*** Opening of TASK MATERIAL ***
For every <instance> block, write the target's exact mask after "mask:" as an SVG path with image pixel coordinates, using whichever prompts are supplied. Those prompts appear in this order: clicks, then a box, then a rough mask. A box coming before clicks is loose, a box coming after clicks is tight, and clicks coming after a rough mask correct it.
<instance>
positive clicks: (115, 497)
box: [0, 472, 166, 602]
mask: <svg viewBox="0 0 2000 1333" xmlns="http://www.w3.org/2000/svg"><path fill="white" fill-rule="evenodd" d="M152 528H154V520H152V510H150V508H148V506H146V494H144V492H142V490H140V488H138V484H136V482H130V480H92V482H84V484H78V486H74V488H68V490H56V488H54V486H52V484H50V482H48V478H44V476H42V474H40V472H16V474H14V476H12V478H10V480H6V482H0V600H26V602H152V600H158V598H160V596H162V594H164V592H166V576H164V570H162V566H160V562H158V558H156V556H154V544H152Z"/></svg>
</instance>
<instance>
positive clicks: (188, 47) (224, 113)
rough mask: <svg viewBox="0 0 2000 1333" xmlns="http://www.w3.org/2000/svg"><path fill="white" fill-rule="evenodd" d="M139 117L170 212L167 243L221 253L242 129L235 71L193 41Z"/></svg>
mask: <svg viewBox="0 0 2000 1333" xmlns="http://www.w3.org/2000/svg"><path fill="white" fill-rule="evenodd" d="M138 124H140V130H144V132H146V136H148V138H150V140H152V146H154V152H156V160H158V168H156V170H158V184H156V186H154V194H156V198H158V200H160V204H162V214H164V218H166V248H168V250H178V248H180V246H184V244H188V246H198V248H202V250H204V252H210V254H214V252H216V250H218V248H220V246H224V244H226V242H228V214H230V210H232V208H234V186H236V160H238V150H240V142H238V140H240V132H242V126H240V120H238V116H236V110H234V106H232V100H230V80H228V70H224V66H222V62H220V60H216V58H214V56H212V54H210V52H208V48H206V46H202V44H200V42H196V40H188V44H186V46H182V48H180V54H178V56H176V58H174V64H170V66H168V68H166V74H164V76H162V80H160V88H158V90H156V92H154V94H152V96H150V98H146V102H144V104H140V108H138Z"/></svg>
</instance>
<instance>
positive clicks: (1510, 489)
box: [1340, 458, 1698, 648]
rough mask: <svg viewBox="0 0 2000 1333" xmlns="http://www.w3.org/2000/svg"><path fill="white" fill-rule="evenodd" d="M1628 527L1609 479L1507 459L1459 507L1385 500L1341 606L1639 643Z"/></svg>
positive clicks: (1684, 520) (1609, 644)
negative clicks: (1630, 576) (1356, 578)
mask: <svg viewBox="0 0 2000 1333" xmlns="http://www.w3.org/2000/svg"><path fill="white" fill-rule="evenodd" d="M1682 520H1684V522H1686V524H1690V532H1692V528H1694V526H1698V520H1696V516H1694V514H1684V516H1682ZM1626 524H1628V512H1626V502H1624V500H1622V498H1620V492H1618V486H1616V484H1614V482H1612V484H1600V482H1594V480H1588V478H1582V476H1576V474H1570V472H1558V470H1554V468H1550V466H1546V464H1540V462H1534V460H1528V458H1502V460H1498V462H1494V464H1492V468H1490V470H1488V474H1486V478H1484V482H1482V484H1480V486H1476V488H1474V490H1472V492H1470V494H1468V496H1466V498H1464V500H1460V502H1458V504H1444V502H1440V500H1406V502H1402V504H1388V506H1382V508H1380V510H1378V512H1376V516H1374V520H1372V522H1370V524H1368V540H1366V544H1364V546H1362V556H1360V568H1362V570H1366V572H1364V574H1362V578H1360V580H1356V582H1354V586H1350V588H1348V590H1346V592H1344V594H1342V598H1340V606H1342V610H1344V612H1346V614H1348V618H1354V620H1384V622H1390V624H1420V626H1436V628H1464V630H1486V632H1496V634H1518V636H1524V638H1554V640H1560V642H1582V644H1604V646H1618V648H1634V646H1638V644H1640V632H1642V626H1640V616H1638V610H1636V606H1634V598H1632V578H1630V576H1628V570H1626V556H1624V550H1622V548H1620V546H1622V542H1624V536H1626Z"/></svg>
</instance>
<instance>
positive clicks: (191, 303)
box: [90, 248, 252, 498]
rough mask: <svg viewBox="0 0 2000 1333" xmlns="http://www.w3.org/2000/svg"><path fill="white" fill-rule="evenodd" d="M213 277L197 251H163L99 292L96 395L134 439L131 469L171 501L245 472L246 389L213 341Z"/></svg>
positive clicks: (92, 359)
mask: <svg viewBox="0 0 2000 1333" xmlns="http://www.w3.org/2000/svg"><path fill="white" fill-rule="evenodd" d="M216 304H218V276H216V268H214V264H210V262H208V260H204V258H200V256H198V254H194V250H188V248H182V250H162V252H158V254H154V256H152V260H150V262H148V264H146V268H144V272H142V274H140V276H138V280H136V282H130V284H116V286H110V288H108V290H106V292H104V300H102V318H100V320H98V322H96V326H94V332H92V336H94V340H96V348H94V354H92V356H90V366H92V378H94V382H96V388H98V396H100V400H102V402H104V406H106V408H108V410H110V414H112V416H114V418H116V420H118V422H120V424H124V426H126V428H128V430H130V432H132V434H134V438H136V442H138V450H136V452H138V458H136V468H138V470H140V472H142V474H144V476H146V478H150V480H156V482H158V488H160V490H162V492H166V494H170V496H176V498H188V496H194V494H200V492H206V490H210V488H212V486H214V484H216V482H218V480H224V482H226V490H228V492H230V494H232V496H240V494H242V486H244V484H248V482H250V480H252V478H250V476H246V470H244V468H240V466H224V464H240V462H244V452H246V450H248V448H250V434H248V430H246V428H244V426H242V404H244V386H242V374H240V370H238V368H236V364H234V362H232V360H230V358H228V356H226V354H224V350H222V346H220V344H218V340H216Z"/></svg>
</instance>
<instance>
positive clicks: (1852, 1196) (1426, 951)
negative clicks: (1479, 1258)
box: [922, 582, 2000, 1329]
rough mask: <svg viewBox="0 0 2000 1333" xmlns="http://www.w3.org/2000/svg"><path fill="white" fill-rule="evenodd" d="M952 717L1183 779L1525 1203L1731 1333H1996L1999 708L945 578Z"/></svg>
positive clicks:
*** Close of TASK MATERIAL ***
_WORK TO COMPLETE_:
The answer should consist of the lines from the first line of the entries through the line with "positive clicks: (115, 497)", copied exactly.

_RESPONSE TO THIS TASK_:
For every <instance> block, write the target's exact mask after "mask:" as an SVG path with image pixel coordinates, using whichever prompts are supplied. Those prompts appear in this order: clicks, then a box, then a rough mask. A box coming before clicks is loose, a box coming after clicks is tight, and clicks coming after a rough mask correct it.
<instance>
positive clicks: (115, 497)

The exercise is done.